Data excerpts
= = = = = = =

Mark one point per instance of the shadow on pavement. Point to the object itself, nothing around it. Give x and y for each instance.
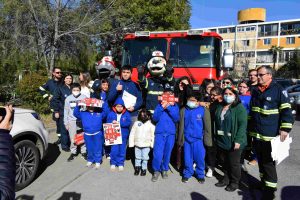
(290, 193)
(197, 196)
(24, 197)
(49, 159)
(70, 196)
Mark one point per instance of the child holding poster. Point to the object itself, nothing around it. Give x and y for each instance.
(120, 115)
(92, 118)
(142, 138)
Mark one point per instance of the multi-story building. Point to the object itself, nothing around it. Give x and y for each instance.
(253, 38)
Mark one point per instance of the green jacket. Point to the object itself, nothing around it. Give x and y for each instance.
(233, 129)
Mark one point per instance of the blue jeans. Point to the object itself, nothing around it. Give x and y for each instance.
(141, 156)
(163, 145)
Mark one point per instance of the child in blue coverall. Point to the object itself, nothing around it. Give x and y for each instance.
(195, 120)
(121, 115)
(166, 115)
(92, 120)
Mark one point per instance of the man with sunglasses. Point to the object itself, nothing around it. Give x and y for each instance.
(47, 90)
(252, 75)
(270, 116)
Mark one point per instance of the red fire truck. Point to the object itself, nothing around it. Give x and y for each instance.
(192, 53)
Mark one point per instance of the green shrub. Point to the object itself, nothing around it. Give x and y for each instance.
(27, 90)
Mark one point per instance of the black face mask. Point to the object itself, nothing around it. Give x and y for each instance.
(144, 118)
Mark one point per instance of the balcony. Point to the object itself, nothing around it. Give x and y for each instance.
(268, 33)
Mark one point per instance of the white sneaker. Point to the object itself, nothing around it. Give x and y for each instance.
(97, 165)
(113, 167)
(88, 164)
(209, 173)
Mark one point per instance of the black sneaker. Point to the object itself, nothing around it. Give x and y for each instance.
(221, 184)
(155, 176)
(231, 188)
(143, 172)
(201, 180)
(72, 156)
(184, 180)
(57, 142)
(137, 170)
(164, 174)
(84, 156)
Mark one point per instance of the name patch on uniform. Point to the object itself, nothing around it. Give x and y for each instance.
(284, 92)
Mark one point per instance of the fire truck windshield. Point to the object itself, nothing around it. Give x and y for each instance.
(195, 52)
(137, 52)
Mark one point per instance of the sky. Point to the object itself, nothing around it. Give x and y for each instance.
(211, 13)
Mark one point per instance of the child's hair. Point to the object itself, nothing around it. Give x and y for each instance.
(147, 112)
(196, 94)
(217, 89)
(126, 67)
(75, 85)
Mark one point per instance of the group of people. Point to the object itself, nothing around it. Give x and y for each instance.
(205, 128)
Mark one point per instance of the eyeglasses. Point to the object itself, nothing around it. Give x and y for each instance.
(226, 82)
(252, 74)
(261, 75)
(243, 87)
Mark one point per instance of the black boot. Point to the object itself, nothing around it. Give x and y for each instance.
(143, 172)
(137, 171)
(57, 142)
(72, 156)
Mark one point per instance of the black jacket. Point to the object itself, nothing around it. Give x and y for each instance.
(59, 97)
(7, 166)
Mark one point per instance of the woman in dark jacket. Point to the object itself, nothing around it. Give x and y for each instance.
(57, 104)
(231, 138)
(7, 158)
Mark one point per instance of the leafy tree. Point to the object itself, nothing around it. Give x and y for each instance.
(275, 50)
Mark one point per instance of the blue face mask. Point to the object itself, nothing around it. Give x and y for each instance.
(229, 99)
(192, 104)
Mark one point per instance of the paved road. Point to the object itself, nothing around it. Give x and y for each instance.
(61, 180)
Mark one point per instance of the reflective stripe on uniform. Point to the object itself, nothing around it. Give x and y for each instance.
(260, 137)
(41, 88)
(155, 92)
(285, 105)
(265, 112)
(270, 184)
(146, 83)
(286, 125)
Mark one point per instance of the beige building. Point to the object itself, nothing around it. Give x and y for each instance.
(253, 37)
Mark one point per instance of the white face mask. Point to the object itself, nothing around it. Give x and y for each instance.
(229, 99)
(76, 93)
(192, 104)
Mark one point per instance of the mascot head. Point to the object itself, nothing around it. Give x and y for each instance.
(157, 64)
(106, 67)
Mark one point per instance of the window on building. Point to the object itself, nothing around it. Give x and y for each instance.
(246, 43)
(268, 30)
(267, 41)
(226, 44)
(290, 40)
(290, 28)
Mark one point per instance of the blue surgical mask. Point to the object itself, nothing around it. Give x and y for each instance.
(229, 99)
(192, 104)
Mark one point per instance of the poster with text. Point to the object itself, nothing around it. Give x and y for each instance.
(112, 133)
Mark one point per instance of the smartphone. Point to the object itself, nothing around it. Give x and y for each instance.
(3, 114)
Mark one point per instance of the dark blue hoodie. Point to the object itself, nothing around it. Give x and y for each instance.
(125, 120)
(166, 119)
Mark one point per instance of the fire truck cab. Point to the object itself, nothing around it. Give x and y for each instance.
(192, 53)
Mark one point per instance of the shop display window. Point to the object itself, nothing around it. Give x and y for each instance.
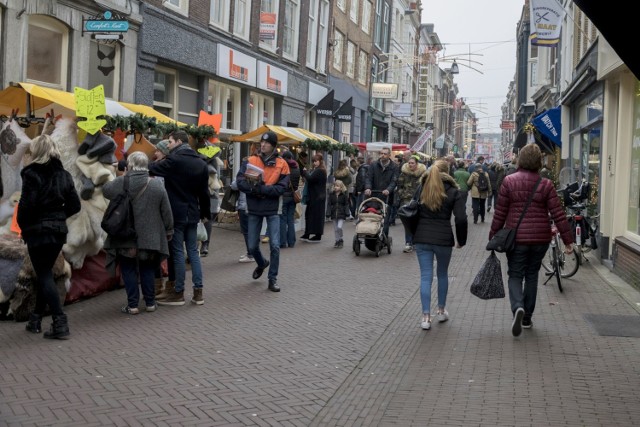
(47, 52)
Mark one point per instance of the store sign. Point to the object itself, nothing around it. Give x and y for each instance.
(384, 90)
(106, 23)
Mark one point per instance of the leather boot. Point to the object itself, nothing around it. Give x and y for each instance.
(169, 287)
(59, 328)
(34, 325)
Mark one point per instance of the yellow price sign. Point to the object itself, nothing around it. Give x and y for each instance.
(90, 104)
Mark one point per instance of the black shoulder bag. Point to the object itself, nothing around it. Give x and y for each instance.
(505, 239)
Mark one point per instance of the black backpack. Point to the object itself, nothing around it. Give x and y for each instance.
(118, 218)
(483, 182)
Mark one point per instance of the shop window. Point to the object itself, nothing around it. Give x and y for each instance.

= = = = = = =

--- About this exercise ---
Give exactly, and nothing besides, the lines from the one in which "Mark one point per instance of the leather" occurs through the end of the records.

--- Response below ---
Mark one point per instance of the leather boot. Point to the object itself, nothing around it. Give x and y for each instance.
(169, 287)
(59, 328)
(34, 325)
Mark one point per instance of the yellow price sign. Point to the object itself, nothing around it. Give x and y for each instance.
(90, 104)
Mark one point per instance of the black shoulder bag. Point to the object itself, nothing around it. Give x and y for each instance.
(505, 239)
Mark one point per instance of the black backpack. Point to the object itself, nothing around it. Give x and y for each instance.
(118, 218)
(483, 182)
Mark one point per instance of the shop window. Point to the object itself, nothing around it. Give x and y for each instance.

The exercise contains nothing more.